◆ Consigne:
Prolongez l'article ci-dessous sur Simone de Beauvoir et le lesbianisme, en reprenant à la suite de sa dernière phrase.
===== Extrait fourni
Un curieux silence de Simone de Beauvoir
par Marie-Jo Bonnet"...ça me fait quand même drôle d'être passionnément aimée de cette manière féminine et organique par deux personnes : Védrine (...) et Sorokine... “ "Lettre à Sartre, 1939.
La publication du Journal de Guerre de Simone de Beauvoir, de ses Lettres à Sartre et des Mémoires d'une jeune fille dérangée de Bianca Lamblin , ont permis de désocculter un curieux silence chez l'auteur du Deuxième sexe, dont on célèbre cette année le cinquantenaire : son rapport intime au lesbianisme.
On sait maintenant que Simone de Beauvoir a eu des relations charnelles avec des femmes, "des passions organiques", vécues généralement avec ses anciennes élèves. On sait aussi que sa vie amoureuse a été structurée autour du trio, et non du couple, un trio qui comprenait d'une part un "amour nécessaire" avec Sartre, et ce qu'elle appelait les "amours contingentes" avec des femmes. Or la question qui se pose après ces révélations posthumes est pourquoi la philosophe existentialiste a caché sa "bisexualité" alors qu'elle plaça la vérité au fondement de sa morale de l'authenticité.
Doit-on y voir une réaction à l'homophobie de la société française, qui l'a marquée dès son adolescence à travers la mort de son amie Zaza pour qui elle éprouvait des "émotions non codifiées" . Pendant la guerre, également, Simone de Beauvoir est victime de l'idéologie vichyssoise du "Travail- Famille - Patrie", puisqu'elle est suspendue de l'Education Nationale à la suite d'un plainte de la mère d'une de ses élèves pour "détournement de mineure", plainte qui déboucha pourtant sur un non-lieu. Si elle prend acte de l'homophobie dans Le Deuxième sexe en présentant les lesbiennes comme "celles qui choisissent les chemins condamnés", on s'aperçoit cependant qu'elle n'en fait pas l'analyse, se contentant de rectifier les fausses certitudes de la psychanalyse sur les lesbiennes "viriles" et "féminines, tout en encadrant sa réhabilitation de la "volupté lesbienne" de sérieuses restrictions puisqu'elle conclue quasiment le chapitre en disant : "Rien ne donne une pire impression d'étroitesse d'esprit et de mutilation que ces clans de femmes affranchies" .
==========
===== Lignes de données
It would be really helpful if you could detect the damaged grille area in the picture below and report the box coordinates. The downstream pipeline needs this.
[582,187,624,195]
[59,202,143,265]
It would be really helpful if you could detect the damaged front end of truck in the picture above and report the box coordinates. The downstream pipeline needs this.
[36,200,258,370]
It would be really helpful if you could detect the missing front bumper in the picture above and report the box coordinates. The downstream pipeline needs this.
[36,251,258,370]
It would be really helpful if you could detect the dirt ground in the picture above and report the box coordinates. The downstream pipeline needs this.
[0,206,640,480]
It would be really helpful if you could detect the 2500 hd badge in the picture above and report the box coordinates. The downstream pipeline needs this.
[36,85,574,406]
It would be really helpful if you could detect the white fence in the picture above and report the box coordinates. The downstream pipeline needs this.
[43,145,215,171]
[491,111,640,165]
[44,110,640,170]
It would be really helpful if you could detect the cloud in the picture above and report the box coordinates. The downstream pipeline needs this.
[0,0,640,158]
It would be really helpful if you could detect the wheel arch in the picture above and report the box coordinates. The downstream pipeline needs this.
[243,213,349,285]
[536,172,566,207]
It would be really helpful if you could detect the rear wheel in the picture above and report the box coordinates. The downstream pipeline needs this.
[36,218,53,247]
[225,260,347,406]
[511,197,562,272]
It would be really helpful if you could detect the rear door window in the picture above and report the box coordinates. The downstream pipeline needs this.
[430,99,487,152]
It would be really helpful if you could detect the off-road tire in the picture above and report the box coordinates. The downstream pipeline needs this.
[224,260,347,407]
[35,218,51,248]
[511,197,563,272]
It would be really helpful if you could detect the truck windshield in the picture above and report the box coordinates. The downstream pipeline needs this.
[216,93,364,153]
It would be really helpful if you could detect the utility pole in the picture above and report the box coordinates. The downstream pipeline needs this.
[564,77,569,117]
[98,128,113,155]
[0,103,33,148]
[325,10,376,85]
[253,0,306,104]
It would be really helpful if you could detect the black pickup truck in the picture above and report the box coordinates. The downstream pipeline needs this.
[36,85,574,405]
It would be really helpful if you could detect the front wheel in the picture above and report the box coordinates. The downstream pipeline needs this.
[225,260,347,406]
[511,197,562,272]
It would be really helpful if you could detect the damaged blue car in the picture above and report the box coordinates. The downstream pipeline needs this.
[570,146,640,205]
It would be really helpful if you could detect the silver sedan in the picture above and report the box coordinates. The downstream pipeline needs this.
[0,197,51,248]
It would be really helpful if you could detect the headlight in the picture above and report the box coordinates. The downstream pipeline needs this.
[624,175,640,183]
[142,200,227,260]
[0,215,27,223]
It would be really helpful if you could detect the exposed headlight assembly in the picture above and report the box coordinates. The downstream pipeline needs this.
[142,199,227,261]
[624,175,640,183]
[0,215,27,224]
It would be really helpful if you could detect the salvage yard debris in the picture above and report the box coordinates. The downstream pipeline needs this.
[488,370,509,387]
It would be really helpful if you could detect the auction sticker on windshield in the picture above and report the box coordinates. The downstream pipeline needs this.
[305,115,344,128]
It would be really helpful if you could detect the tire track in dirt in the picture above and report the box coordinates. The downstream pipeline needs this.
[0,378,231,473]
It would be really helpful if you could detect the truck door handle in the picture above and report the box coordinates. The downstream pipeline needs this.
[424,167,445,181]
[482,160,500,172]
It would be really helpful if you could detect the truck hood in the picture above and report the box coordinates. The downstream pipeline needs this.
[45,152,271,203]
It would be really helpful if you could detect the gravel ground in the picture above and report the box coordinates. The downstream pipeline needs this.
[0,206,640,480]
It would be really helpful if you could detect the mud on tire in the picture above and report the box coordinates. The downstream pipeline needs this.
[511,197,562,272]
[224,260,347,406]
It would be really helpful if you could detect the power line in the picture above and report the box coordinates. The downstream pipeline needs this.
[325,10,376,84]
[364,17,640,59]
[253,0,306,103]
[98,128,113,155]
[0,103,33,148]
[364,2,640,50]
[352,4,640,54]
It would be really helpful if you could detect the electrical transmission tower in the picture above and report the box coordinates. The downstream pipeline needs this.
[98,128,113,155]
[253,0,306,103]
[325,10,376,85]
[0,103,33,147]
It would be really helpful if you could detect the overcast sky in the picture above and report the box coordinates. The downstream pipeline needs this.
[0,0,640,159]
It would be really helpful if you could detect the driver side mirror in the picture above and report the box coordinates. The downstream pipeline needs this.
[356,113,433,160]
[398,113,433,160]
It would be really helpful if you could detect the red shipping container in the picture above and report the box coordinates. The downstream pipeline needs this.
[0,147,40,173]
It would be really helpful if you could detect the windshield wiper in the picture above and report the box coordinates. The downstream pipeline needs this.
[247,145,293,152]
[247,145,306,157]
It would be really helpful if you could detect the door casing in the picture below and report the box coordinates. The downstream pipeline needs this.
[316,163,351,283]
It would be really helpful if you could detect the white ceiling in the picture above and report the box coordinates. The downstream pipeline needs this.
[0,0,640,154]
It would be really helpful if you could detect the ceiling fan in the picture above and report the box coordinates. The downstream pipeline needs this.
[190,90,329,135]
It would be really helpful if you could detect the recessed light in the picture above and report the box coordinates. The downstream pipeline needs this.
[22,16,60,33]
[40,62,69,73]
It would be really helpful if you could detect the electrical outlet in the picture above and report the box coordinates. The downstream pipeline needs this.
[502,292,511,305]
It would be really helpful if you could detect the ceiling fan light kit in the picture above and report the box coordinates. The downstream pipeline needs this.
==========
◆ Corrigé:
On voit comme la philosophe Simone de Beauvoir n'était pas prête à se reconnaître dans la lesbienne. Tout en elle se cabre à cette idée, à commencer par sa conception de l'émancipation féminine qui est d'abord pour elle une aventure intellectuelle menée dans la confraternité masculine et consolidée par l'indépendance économique. Eros lesbien et royaume de l'Esprit sont tellement opposés chez elle, que même pendant les années M.L.F. où les lesbiennes ont enfin pris la parole publiquement, Simone de Beauvoir ne dira jamais un mot de soutien, préférant s'engager dans le combat pour l'avortement (qui ne la concernait pas personnellement, si l'on en croit ses mémoires), plutôt que dans la libération homosexuelle. Je l'ai rencontrée plusieurs fois à cette époque, dans le cadre d'un groupe d'historiens qui préparait des émissions de télévision devant avoir lieu sur "Sartre dans le siècle", et jamais nous n’avons pu en parler, bien que je l'aie questionnée sur Violette Leduc au moment où je commençais ma thèse sur l'amour entre femmes.
Ce silence sur l'homosexualité a une raison, et s'explique à mon avis bien plus par ses idées philosophiques que par une quelconque peur de la "chiennerie française" . Le matérialisme existentiel, qui fonde son analyse de l'oppression des femmes, barre tout ancrage de l'amour lesbien dans une dynamique émancipatrice. Car si la femme est l'Autre de l'homme, si la féminité est socialement construite - un mythe, démontre-t-elle dansLe Deuxième sexe -, si enfin l'amour est une aliénation librement consentie - voir son portrait sidérant de l'amoureuse -, comment une femme pourrait-elle construire son identité de sujet libre à travers un amour pour une autre femme ? C'est impossible, et l'on comprend pourquoi une telle vision de la femme "relative" ne peut déboucher sur une analyse de l'homophobie. Il faudrait que "l'essence" ne succède pas à l'existence , qu'elle lui soit au moins co-originaire pour que le désir homosexuel soit inclus comme une des dimensions de l'identité humaine.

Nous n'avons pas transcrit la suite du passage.